_Work to complete_: Could you copy exactly the lines from the one containing "If you could mark the green" through the last line of the records below, and nothing else?

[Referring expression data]

+-------+

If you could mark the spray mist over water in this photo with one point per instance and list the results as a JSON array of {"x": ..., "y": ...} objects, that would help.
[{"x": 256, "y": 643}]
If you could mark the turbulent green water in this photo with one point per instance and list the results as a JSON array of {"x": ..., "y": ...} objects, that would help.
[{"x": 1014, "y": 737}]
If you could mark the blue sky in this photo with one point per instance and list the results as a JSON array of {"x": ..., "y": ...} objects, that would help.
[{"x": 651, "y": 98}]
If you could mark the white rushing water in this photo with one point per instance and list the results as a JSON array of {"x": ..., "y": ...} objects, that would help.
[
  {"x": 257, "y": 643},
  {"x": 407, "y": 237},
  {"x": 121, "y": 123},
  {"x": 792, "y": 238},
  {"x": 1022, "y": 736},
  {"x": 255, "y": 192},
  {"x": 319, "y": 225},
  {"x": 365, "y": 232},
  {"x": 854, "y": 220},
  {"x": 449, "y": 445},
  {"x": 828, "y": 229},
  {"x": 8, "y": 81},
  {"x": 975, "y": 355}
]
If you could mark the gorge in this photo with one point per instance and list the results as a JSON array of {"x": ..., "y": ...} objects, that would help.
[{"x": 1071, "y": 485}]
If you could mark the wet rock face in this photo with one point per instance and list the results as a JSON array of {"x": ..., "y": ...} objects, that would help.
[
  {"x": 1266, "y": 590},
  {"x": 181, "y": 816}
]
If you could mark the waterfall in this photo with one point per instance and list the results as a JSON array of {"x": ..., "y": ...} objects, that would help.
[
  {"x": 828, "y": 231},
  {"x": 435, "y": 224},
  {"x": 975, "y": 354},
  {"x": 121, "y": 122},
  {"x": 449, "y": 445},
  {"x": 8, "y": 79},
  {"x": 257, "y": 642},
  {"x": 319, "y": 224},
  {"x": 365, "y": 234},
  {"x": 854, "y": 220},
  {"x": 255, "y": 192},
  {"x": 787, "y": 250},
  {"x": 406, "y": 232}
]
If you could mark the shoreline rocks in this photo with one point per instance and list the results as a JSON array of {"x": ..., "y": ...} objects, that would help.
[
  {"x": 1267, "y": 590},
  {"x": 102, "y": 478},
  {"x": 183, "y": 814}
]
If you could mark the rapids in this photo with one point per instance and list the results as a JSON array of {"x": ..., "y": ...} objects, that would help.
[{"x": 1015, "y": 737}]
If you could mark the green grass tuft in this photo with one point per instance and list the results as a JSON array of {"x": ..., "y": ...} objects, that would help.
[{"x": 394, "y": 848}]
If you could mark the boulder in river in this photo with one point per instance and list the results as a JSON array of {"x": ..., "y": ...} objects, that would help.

+-------+

_Output of the task_:
If you could mark the green grass tuft in this photo with one point per instance and list the results as a JSON array of {"x": ..., "y": ...} objects, that would help.
[{"x": 394, "y": 848}]
If you could mark the boulder in river in this photo with one point per instance and list the results as a JSON array of {"x": ..., "y": ...} objects, that would help.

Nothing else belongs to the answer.